** Begin Text passage **
I want to my church for Christmas Eve service last night with friends and my mother-in-law. She's so sweet and a very faithful Christian. I so appreciate her. We agreed that we (her and I) weren't getting a divorce. She says that my husband/her son, get quiet at times when she speaking (thinking) or other times he's angry and doesn't want to hear her. She's a gentle spirit but stated that she has faith that the marriage will be restored. 

I told her that I could not be around him, as is, and would take a lot of restoration in order for him to be at a place that would be husband material. She understood but still remains faithful. He had come around quite a bit, prior to vacation, but really needs much maturing in order to be the husband that I need. 

As I am walking through the pain, I feel stronger every day. I know my life will be good no matter what happens in my marriage. My husband isn't my destiny.


----------



## Corpuswife (Apr 24, 2009)

He made arrangements to come over tomorrow (Monday) at 10:30am to get the rest of his things. 

I will not be present when he comes. My young adult daughter will be here. He has a few trips to do. I have put the remainder of the inside stuff in the garage (bagged or boxed up).

He doesn't know that I will NOT be here. I can't do it anymore. It's to painful. It stirs me up and I am emotional for the day. He seems to come over in a state of anger and I suppose that's his defensive mechanism to make it through himself. Either way, I see no benefit to see him.

Technically, I see no other reason to see him. We don't have children together...we are in our early 50's. We have been married for almost 3 years. He has only spoke (via text or voicemail) of his sadness of this "happening to us" or "he was sorry for being so mean." He hasn't taken responsibility for his behaviors or initiative to do anything different.


----------



## Corpuswife (Apr 24, 2009)

He showed up as planned and I left my daughter to hang around. 

She said he got everything except the old truck. 

I was upset before he arrived and upset after, even though I did not see him. 

It's the strangest thing, to me, how someone can go from so loving "your the love of my life" to hating/anger. It's been so abrupt, like losing someone on a car accident aburpt. The grieving has been intense. 

I came to the realization that I may not see him again. It's extremely sad and intense. I understand the "why would I want to see him." I really don't as is...its the finality.


----------



## DanielleBennett (Oct 9, 2015)

Addicts are selfish, all they care about is themselves and how they are going to get their fix. Doing anything for anyone else is something far from their mind unless they get something in return. Leaving him was a good thing hun. You did what you could, no one is perfect, but you did show him love and stood by him. He took advantage of you and messed up big time.


----------



## Corpuswife (Apr 24, 2009)

DanielleBennett said:


> Addicts are selfish, all they care about is themselves and how they are going to get their fix. Doing anything for anyone else is something far from their mind unless they get something in return. Leaving him was a good thing hun. You did what you could, no one is perfect, but you did show him love and stood by him. He took advantage of you and messed up big time.



Yes! Thank you DB. Addicts, even in recovery can be selfish if they don't do the work to mature. Mine really did a half-hearted attempt, but really on this vacay he took a huge step back.
** End Text passage **
** Begin Data **
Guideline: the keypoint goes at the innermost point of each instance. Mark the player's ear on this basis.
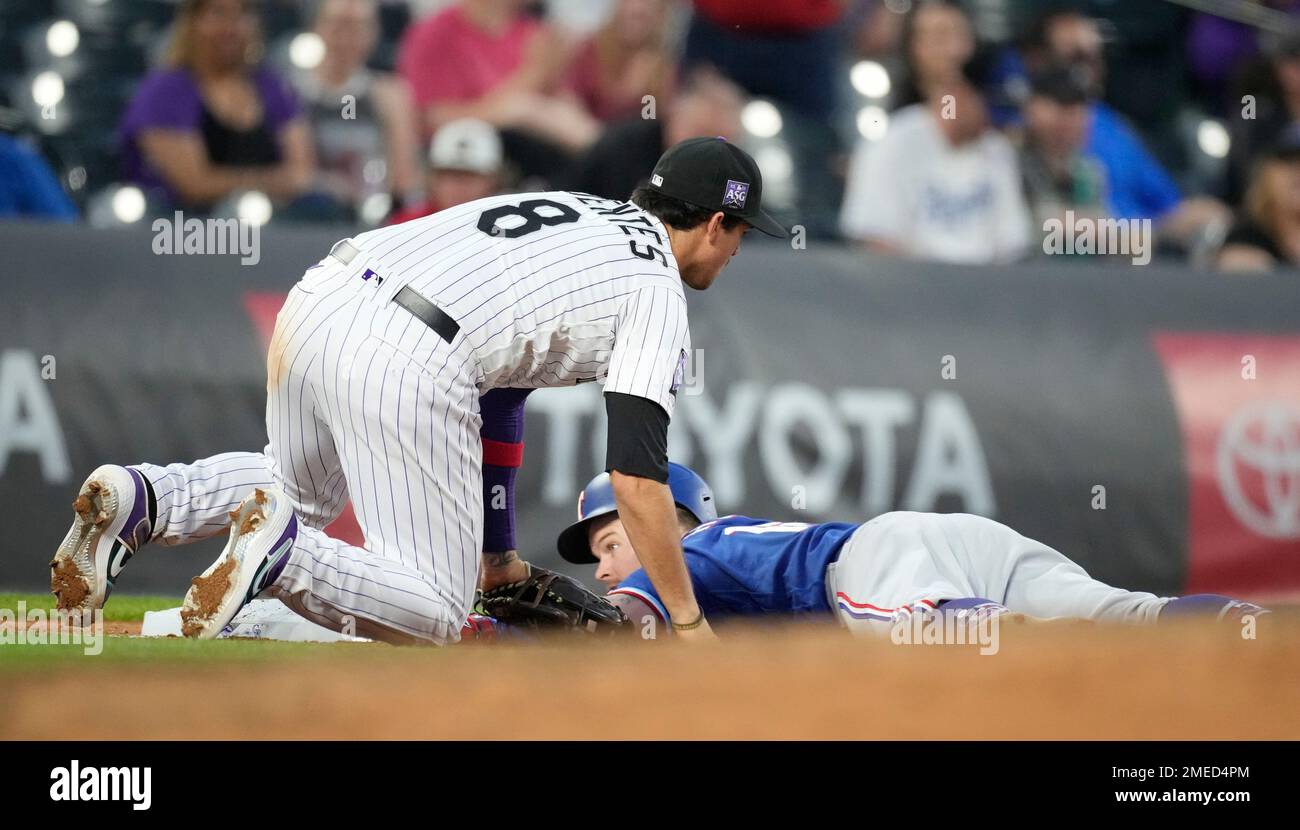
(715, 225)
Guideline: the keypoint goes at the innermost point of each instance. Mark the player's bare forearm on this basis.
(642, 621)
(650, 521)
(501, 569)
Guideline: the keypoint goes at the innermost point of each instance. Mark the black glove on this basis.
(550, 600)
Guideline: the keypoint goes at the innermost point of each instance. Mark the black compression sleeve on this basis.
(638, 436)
** End Data **
** Begin Data **
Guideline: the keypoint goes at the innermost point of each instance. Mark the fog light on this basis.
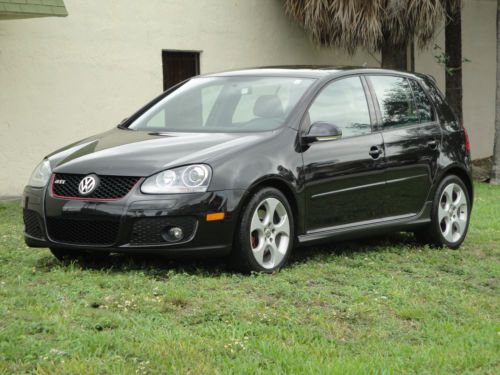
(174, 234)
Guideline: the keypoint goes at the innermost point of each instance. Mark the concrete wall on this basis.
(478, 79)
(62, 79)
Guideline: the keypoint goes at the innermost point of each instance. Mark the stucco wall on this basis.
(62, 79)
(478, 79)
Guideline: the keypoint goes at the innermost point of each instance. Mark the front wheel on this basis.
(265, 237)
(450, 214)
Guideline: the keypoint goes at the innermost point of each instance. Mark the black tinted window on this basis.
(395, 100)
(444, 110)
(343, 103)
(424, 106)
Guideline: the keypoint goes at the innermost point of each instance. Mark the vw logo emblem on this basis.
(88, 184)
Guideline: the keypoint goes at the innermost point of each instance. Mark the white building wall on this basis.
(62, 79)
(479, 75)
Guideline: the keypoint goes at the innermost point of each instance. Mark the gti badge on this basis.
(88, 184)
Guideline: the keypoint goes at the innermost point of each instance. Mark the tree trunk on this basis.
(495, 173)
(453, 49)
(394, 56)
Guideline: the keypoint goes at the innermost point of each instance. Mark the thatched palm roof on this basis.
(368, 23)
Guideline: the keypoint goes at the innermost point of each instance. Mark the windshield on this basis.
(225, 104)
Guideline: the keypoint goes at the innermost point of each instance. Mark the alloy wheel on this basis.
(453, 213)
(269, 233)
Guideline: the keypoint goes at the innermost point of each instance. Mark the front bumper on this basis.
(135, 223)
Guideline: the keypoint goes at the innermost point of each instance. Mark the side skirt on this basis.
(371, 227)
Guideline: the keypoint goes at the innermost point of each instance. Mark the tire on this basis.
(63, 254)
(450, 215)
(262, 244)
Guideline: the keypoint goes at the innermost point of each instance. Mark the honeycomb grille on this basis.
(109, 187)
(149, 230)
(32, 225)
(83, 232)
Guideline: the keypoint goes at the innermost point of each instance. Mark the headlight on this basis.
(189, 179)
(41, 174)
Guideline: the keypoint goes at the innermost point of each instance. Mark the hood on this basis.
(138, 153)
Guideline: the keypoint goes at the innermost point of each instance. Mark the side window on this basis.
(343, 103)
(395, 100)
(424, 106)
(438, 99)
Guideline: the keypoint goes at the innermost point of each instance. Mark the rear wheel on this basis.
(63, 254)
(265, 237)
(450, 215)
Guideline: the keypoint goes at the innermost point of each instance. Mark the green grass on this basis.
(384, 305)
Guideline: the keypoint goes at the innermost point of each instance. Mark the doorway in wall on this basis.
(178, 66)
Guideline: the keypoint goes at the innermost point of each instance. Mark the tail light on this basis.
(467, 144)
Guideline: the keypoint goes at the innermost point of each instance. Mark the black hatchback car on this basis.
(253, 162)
** End Data **
Quote everything in the forum thread above from "Technically, I see" down to "do anything different.", word for word.

Technically, I see no other reason to see him. We don't have children together...we are in our early 50's. We have been married for almost 3 years. He has only spoke (via text or voicemail) of his sadness of this "happening to us" or "he was sorry for being so mean." He hasn't taken responsibility for his behaviors or initiative to do anything different.